Directions for this task » Output, word for word, the passage of the forum post about the normal line to a curve from "I've determined that" to "Thanks for reading.".

PROBLEM:The line that is normal to the curve $\displaystyle x^2+2xy-3y^2=0$ at $\displaystyle (1,1)$ intersects the curve at what other point?

Intersecting normal:

ATTEMPT:My biggest problem lies in finding the intersection between a single-valued function and a multi-valued function. Finding the intersection between a single valued function and the same is easy enough, so I figured if I could express $\displaystyle x^2+2xy-3y^2=0$ as a series of single valued functions, then I should be able to find where the normal intersects. At least in theory. With some investigation, I realized I didn't know how to properly express the curve, $\displaystyle x^2+2xy-3y^2=0$, as such. I thought that using the quadratic formula might be appropriate for this operation since the curve is a two-valued function specifically, which resulted in the expression: $\displaystyle y=\frac{x}{3}\pm\sqrt{16}x.$ But when I tried finding the pair, it resulted in $\displaystyle (\frac{7}{53},\frac{343}{159})$ and $\displaystyle (\frac{7}{43},\frac{329}{129})$ which doesn't agree with what I expected from the graph.

I've determined that the normal curve is the function, $\displaystyle y=-\frac{4}{3}x+\frac{7}{3}$.

I appreciate any thoughts you have on this.

Thanks for reading.

Available data »
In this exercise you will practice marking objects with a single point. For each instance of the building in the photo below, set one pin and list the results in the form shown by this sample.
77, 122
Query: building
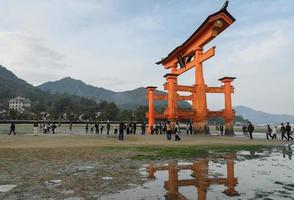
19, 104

Response to this exercise »
I've determined that the normal curve is the function, $\displaystyle y=-\frac{4}{3}x+\frac{7}{3}$.

I appreciate any thoughts you have on this.

Thanks for reading.